▶ [Your assignment]:
Please reproduce, exactly and in full, the lines from the one containing "so basically what I want is the location of every lamp" to the end of the material below.
- - - - -
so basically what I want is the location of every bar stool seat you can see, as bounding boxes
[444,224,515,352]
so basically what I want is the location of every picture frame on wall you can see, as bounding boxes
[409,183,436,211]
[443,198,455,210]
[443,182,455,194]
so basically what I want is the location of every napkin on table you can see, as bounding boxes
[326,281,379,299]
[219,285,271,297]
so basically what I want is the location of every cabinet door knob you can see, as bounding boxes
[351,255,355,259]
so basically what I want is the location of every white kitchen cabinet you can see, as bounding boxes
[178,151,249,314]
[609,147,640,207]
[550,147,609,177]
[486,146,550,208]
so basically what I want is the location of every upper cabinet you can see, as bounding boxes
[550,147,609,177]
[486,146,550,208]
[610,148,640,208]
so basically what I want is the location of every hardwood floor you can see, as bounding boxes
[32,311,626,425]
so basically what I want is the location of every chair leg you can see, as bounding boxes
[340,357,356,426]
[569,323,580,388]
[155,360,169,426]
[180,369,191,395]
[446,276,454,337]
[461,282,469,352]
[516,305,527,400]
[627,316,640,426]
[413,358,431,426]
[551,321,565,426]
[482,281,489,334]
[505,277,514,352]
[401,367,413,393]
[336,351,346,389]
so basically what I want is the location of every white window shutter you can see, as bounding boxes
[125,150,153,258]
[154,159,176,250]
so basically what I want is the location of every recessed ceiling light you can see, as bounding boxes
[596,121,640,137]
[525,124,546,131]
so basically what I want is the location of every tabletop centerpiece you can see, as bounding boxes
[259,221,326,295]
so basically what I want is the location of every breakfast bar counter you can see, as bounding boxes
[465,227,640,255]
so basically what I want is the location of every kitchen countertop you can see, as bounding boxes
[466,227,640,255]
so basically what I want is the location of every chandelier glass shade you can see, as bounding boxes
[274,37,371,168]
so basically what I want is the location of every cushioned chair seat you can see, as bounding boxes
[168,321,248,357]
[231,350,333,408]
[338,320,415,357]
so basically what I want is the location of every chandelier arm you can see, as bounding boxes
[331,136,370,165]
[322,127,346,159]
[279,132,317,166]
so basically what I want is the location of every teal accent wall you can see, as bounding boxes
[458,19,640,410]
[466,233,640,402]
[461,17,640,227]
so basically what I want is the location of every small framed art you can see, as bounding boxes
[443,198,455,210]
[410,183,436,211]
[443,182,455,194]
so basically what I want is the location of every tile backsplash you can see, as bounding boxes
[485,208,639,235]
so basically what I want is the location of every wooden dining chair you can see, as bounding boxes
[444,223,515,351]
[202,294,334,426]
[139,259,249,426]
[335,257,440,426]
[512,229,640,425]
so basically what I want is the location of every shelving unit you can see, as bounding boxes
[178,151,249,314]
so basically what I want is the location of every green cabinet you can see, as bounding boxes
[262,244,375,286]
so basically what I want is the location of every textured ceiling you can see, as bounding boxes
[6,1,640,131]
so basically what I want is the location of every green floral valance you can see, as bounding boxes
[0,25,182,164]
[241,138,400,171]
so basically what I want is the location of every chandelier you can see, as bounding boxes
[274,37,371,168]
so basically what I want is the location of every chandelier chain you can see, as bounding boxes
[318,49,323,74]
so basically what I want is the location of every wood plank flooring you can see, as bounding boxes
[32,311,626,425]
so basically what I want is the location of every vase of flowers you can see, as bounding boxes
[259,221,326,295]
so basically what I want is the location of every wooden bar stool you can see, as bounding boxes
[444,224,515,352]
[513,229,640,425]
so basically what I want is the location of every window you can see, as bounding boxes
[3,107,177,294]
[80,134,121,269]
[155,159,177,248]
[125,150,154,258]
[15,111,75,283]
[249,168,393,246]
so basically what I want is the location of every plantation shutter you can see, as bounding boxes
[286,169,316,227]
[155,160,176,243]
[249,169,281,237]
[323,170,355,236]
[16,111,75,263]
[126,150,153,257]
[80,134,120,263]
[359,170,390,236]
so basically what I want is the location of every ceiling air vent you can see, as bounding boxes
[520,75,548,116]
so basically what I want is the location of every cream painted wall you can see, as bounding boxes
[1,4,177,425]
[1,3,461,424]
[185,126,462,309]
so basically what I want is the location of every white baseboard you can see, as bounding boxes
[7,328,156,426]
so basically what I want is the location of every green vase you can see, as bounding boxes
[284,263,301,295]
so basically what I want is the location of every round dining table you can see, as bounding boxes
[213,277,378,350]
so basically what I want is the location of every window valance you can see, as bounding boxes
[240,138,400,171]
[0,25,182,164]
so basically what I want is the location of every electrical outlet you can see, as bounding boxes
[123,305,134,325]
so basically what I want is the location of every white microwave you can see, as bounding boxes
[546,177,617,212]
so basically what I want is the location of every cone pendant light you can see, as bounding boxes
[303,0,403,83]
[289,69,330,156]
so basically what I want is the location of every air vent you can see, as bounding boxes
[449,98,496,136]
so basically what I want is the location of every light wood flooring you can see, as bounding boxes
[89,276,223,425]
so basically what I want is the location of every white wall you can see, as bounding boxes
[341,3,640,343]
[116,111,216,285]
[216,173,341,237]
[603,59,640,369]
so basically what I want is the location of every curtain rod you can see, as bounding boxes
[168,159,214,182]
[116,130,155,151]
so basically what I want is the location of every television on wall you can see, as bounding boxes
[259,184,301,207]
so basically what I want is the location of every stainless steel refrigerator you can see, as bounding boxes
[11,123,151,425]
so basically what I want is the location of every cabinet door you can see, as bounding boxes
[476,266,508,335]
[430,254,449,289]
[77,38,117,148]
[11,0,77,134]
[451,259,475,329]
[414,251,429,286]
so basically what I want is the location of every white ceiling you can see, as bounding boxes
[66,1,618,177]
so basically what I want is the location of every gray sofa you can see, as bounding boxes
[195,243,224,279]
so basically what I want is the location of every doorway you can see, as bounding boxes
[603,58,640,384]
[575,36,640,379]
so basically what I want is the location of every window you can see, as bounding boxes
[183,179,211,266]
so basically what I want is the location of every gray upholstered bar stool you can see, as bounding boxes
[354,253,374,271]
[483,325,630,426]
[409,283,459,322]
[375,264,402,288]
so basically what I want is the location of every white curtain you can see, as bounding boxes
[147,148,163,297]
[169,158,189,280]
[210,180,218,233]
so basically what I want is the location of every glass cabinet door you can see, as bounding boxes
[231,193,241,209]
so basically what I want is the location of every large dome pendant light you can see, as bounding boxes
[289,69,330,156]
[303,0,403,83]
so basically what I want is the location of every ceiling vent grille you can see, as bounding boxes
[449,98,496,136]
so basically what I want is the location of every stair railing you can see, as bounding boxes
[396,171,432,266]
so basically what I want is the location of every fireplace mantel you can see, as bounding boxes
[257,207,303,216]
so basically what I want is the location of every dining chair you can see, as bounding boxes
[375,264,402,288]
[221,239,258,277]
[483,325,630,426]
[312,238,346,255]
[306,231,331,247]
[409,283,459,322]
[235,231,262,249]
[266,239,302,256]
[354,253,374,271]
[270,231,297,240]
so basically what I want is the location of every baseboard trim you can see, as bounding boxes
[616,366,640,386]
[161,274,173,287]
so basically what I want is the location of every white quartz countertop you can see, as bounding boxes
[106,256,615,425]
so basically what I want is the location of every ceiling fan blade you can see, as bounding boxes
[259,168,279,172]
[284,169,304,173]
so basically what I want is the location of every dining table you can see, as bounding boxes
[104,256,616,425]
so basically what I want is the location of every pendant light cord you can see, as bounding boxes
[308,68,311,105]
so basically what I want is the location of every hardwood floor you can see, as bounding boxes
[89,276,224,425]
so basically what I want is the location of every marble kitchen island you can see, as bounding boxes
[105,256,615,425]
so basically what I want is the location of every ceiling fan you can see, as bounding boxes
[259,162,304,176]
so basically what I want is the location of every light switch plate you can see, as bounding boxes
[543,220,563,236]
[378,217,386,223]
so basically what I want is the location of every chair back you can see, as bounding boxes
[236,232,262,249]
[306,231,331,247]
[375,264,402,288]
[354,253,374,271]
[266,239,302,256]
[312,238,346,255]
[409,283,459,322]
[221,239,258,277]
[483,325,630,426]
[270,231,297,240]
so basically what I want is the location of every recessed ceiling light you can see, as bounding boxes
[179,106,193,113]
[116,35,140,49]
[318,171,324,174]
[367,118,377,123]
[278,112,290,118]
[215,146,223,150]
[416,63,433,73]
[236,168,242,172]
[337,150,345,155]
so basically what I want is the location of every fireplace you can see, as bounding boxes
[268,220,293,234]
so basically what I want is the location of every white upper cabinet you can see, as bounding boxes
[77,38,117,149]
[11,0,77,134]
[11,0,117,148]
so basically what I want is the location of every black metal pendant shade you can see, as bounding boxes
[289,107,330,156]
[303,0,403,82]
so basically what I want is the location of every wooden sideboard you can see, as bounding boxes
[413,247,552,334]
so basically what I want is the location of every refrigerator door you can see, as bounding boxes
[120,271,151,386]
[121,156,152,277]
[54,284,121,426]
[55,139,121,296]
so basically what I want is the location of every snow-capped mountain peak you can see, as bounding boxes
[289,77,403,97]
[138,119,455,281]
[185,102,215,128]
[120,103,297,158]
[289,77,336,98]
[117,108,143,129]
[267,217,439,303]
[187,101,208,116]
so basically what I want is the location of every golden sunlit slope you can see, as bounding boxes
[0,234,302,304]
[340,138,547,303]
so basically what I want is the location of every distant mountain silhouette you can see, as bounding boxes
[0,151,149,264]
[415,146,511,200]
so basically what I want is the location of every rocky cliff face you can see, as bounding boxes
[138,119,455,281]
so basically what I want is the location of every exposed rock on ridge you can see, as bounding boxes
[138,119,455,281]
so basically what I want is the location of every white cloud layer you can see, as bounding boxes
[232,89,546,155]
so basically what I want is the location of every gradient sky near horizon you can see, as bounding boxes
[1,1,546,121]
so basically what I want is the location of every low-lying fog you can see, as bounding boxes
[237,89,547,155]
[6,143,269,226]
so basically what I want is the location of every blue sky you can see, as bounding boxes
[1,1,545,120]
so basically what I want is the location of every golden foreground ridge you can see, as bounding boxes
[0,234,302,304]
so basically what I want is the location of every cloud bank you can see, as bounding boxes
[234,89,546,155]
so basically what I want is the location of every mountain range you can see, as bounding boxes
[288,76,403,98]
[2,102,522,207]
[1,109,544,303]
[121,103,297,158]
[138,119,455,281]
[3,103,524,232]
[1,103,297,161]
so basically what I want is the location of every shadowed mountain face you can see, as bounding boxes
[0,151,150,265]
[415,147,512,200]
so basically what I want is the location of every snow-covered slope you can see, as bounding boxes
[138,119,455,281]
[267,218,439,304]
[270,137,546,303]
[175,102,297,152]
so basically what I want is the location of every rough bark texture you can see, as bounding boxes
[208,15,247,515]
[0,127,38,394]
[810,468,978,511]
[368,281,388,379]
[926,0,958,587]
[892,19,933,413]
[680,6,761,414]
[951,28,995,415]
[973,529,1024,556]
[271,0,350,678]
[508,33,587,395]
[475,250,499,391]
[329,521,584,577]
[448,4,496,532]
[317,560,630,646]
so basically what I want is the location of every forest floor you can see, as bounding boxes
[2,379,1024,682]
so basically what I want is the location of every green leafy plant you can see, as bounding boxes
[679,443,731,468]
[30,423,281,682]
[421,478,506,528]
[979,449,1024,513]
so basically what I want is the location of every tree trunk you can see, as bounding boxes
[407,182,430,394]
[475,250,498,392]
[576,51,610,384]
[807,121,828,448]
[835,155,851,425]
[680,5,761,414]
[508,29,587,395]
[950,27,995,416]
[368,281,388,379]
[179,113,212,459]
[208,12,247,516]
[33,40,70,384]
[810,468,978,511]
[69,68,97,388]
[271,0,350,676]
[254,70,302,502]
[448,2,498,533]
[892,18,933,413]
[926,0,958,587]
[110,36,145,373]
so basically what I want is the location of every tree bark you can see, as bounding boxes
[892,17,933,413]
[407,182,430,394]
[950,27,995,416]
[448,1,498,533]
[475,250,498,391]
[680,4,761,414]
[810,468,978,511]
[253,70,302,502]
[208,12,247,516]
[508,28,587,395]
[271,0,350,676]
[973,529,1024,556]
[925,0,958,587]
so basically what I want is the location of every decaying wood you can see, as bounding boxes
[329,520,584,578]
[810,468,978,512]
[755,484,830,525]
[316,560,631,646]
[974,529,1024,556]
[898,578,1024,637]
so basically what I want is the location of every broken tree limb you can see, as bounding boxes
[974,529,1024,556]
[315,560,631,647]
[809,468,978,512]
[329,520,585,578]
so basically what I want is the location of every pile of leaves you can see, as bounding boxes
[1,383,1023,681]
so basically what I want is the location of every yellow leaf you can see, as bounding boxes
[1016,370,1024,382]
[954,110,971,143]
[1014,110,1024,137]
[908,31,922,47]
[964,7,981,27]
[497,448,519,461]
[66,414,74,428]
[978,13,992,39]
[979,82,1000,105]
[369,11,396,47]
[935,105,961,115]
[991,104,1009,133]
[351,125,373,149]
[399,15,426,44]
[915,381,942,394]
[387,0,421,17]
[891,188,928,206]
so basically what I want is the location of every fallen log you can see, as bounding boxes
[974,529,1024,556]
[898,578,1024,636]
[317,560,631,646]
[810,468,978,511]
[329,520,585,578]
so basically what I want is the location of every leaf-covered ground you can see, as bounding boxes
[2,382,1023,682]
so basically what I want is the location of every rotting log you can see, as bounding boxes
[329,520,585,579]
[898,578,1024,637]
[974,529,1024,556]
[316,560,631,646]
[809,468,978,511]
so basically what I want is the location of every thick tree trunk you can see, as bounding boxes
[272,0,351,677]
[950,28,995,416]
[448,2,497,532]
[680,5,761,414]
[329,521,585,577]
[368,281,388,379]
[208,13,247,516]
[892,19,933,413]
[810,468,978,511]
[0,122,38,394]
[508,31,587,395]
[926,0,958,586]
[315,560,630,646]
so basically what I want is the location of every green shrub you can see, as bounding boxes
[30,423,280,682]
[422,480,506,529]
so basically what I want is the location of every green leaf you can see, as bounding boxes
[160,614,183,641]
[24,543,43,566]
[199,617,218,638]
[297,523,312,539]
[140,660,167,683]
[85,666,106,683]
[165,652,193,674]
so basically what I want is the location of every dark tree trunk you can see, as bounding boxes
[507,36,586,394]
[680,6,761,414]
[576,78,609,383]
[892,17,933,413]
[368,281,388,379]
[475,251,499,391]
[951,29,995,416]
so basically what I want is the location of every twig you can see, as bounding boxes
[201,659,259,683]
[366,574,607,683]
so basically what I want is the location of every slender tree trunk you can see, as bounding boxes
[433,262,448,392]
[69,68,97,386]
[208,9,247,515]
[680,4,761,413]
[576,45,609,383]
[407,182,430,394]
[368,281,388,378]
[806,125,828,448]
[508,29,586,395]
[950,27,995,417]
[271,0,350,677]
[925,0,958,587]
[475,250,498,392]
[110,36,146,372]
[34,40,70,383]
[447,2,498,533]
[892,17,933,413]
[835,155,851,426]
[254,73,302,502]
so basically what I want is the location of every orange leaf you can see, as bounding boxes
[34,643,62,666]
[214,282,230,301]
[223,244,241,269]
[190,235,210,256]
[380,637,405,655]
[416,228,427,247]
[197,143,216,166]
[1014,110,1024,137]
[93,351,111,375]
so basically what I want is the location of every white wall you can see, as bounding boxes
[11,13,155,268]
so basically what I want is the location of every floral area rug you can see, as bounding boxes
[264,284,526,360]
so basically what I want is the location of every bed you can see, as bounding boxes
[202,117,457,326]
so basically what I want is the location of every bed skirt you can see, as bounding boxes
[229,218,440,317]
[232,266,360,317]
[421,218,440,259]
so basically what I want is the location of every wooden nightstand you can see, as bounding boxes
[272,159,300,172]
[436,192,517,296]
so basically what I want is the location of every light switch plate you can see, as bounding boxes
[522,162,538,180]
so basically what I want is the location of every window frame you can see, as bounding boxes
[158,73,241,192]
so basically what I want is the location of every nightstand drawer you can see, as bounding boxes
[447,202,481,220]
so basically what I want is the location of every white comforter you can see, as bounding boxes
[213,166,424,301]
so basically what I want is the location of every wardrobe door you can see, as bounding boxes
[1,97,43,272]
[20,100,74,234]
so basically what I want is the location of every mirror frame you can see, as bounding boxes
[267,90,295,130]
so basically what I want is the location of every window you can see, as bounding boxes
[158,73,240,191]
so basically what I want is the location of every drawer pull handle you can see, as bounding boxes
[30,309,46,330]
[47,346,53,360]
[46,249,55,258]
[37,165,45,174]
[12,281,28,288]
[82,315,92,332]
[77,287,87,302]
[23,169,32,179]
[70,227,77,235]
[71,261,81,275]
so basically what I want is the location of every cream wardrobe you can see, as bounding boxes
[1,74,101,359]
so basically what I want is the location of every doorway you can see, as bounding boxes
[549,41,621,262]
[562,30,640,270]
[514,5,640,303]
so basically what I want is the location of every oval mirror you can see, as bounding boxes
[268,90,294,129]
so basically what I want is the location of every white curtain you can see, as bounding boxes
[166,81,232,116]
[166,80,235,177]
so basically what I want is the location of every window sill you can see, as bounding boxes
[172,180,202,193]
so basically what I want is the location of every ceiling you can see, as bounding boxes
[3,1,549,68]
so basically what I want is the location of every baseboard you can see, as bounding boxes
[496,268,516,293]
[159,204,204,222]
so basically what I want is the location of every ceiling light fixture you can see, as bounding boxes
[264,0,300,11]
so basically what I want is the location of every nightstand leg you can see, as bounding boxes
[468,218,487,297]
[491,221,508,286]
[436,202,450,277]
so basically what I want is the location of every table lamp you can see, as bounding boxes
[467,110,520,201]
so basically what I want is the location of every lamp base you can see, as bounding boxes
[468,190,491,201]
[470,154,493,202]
- - - - -
▶ [Result]:
so basically what I want is the location of every lamp base you can see, as bounding boxes
[468,190,491,201]
[470,154,493,202]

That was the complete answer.